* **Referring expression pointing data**
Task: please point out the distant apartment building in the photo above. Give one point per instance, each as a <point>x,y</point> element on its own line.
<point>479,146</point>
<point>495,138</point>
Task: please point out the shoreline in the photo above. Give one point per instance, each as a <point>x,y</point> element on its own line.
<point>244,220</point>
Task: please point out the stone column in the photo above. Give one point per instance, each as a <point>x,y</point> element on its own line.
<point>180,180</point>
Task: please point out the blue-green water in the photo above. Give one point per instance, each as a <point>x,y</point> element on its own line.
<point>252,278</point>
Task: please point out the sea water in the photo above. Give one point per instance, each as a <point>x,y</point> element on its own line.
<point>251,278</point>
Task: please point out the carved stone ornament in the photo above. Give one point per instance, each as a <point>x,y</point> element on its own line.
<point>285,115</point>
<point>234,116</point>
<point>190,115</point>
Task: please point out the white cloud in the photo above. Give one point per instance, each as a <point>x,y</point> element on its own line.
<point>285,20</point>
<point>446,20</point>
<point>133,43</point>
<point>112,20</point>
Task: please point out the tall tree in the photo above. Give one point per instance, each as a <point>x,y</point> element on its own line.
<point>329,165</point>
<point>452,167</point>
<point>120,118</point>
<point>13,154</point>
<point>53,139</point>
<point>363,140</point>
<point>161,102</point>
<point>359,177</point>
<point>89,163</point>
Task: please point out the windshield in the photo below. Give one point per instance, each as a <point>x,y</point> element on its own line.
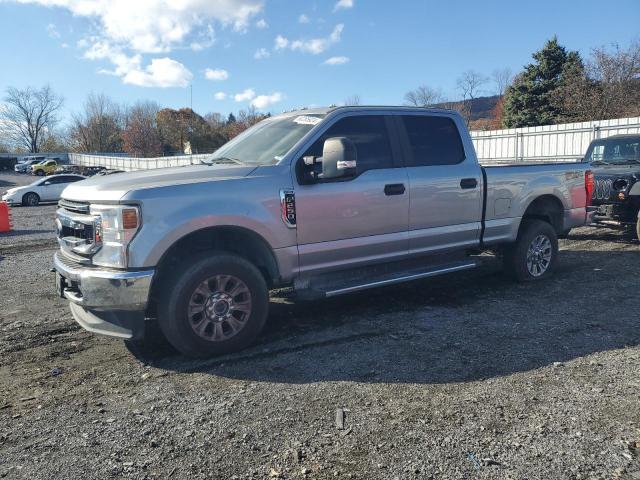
<point>617,151</point>
<point>266,142</point>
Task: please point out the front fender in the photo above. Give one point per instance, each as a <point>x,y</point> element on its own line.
<point>171,213</point>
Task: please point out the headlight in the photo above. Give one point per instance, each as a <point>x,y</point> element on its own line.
<point>115,227</point>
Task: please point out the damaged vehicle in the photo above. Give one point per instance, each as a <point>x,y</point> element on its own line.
<point>327,201</point>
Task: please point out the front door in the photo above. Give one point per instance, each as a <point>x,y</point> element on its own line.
<point>445,184</point>
<point>359,220</point>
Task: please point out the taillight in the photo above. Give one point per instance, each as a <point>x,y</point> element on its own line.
<point>589,185</point>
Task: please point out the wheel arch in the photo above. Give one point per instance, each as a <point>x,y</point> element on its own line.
<point>548,208</point>
<point>30,192</point>
<point>230,239</point>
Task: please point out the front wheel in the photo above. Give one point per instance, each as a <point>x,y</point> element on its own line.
<point>217,305</point>
<point>535,253</point>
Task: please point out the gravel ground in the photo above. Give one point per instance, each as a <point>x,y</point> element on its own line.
<point>466,376</point>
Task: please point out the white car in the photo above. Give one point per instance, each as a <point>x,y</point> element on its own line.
<point>47,189</point>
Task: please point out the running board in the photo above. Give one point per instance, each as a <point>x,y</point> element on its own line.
<point>333,289</point>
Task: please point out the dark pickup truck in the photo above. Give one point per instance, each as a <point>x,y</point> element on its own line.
<point>616,167</point>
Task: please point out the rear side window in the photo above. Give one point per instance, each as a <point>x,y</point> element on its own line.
<point>370,136</point>
<point>432,141</point>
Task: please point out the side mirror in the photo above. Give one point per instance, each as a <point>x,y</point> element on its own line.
<point>339,158</point>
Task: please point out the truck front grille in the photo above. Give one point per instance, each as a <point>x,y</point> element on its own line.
<point>74,207</point>
<point>76,229</point>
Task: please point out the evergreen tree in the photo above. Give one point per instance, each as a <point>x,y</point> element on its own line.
<point>532,100</point>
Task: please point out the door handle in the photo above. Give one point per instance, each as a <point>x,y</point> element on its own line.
<point>468,183</point>
<point>394,189</point>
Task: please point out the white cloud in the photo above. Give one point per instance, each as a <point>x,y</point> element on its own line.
<point>343,5</point>
<point>263,101</point>
<point>52,31</point>
<point>161,72</point>
<point>314,46</point>
<point>261,53</point>
<point>336,61</point>
<point>281,42</point>
<point>248,94</point>
<point>157,26</point>
<point>205,39</point>
<point>216,74</point>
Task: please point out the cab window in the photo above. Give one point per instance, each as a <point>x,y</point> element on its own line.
<point>370,136</point>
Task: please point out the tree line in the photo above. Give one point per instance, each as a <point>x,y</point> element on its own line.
<point>29,121</point>
<point>559,86</point>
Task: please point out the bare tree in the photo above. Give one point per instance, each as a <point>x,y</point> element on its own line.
<point>140,136</point>
<point>617,72</point>
<point>99,126</point>
<point>249,117</point>
<point>352,100</point>
<point>423,96</point>
<point>28,114</point>
<point>607,86</point>
<point>215,120</point>
<point>502,78</point>
<point>469,85</point>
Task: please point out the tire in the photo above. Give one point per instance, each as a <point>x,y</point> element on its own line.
<point>194,299</point>
<point>534,254</point>
<point>30,199</point>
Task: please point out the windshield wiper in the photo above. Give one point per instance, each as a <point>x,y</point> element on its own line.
<point>219,160</point>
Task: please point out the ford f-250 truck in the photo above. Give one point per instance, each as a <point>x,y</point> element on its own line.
<point>328,201</point>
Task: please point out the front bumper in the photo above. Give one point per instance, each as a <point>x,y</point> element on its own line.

* **What you have to do**
Repeat every line of the data exactly, but do not include pictures.

* **Task solution**
Task: please point out the distant apartment building in the photo above. Give one point per instance, each as a <point>x,y</point> element on its own line.
<point>479,146</point>
<point>495,138</point>
Task: please point out the shoreline in the photo above. Give one point per instance, each as a <point>x,y</point> element on its own line.
<point>244,220</point>
Task: please point out the stone column in the photo above. Give one point per instance, each as a <point>x,y</point> element on its own line.
<point>180,180</point>
Task: please point out the blue-green water in the photo above. Give one point per instance, each as a <point>x,y</point> element on its own line.
<point>252,278</point>
Task: please point out the sea water in the photo above. Give one point per instance, each as a <point>x,y</point> element on its own line.
<point>251,278</point>
Task: please point out the carved stone ornament in the photo above. Give one point per instance, each as a <point>x,y</point> element on its own line.
<point>285,115</point>
<point>234,116</point>
<point>190,115</point>
Task: please point out the white cloud in the photo above. Give one point per instance, each as a <point>x,y</point> element on its own line.
<point>285,20</point>
<point>446,20</point>
<point>133,43</point>
<point>112,20</point>
Task: please point out the tall tree in the photo above. Give one point per instance, each as a <point>x,y</point> element on its own line.
<point>329,165</point>
<point>452,167</point>
<point>120,118</point>
<point>13,154</point>
<point>53,139</point>
<point>363,140</point>
<point>161,102</point>
<point>359,177</point>
<point>89,163</point>
Task: please point out the windshield in the photo below. Give one point per instance, each as a <point>x,y</point> element on its own line.
<point>617,151</point>
<point>266,142</point>
Task: please point out the front fender in the photo above. Give one point per instance, each as a <point>x,y</point> element on its own line.
<point>171,213</point>
Task: please point out the headlight in the photo above. Give one point per instance, each as a <point>x,y</point> element on its own line.
<point>115,227</point>
Task: please point out the damaged vehicle in the photo above. Give one point per instance, each as a <point>x,y</point> element on its own line.
<point>327,201</point>
Task: please point out the front door in the photo above. Give one point per instance, each as a <point>x,y</point> element on its own line.
<point>445,184</point>
<point>359,220</point>
Task: please point out the taillight in the photo above. Give one point per instance, each as a <point>x,y</point> element on its own line.
<point>589,185</point>
Task: please point out the wheel arch in the photo above. Give one point per instance, each as a <point>x,y</point> element on its own line.
<point>548,208</point>
<point>30,192</point>
<point>230,239</point>
Task: please point out the front wheel in the photo above. Give one point per instance, each as a <point>x,y</point> element on its own line.
<point>217,305</point>
<point>535,253</point>
Task: please point out the gravel ground in the photo above. Give one point per instance, each as a <point>x,y</point> element on its own line.
<point>466,376</point>
Task: please point out the white car in the photo above. Give one point per instance, each as a <point>x,y</point> element on its own line.
<point>47,189</point>
Task: please point out the running board in the photo above. Give one point per instance, each as a <point>x,y</point> element on its own line.
<point>333,289</point>
Task: please point out the dark pickup truck in the photo above. Give one point per instance, each as a <point>x,y</point> element on its own line.
<point>616,167</point>
Task: please point out the rear side window in the photo above. Give one point per instance, each as a <point>x,y</point> element on its own line.
<point>370,136</point>
<point>432,141</point>
Task: please point out the side mirror in the photo above. Give one point per instance, each as a <point>x,y</point> element on its own line.
<point>339,158</point>
Task: please point out the truck front grille in the photo above. Give one point per instance, each as a <point>x,y</point> element on its own line.
<point>74,207</point>
<point>76,229</point>
Task: please point out the evergreen tree in the photo above. Give one point per instance, each as a <point>x,y</point> element on its own line.
<point>532,100</point>
Task: please point out the door handle in the photo above. Give one point per instance, each as a <point>x,y</point> element on its own line.
<point>468,183</point>
<point>394,189</point>
Task: please point out the white cloud in the photo above. Give one point per instance, each as a <point>x,y</point> element on its own line.
<point>343,5</point>
<point>263,101</point>
<point>52,31</point>
<point>161,72</point>
<point>314,46</point>
<point>261,53</point>
<point>336,61</point>
<point>281,42</point>
<point>248,94</point>
<point>157,26</point>
<point>205,39</point>
<point>216,74</point>
Task: please point out the cab window in the photo above. Give one point per instance, each as a <point>x,y</point> element on its own line.
<point>370,136</point>
Task: please point out the tree line in the photo above. Give one point per instance, each as a <point>x,y</point> element on its own line.
<point>29,121</point>
<point>559,86</point>
Task: please point out the bare tree in the photo above. Give one point per instance, each as a <point>x,y</point> element on its own line.
<point>140,136</point>
<point>617,72</point>
<point>99,126</point>
<point>249,117</point>
<point>352,100</point>
<point>423,96</point>
<point>28,114</point>
<point>607,86</point>
<point>215,120</point>
<point>502,78</point>
<point>469,85</point>
Task: please point out the tire in the photo above. Give one point per instance, each as a <point>x,y</point> element on its own line.
<point>194,299</point>
<point>534,254</point>
<point>30,199</point>
Task: please point out the windshield wiper in the photo above. Give one point per instance, each as a <point>x,y</point> element on its own line.
<point>219,160</point>
Task: please point out the ford f-250 truck in the photo above. Give one point per instance, each as a <point>x,y</point> element on its own line.
<point>328,201</point>
Task: please point out the front bumper in the photo above. Give one point per instance, each as a <point>x,y</point> element on its own line.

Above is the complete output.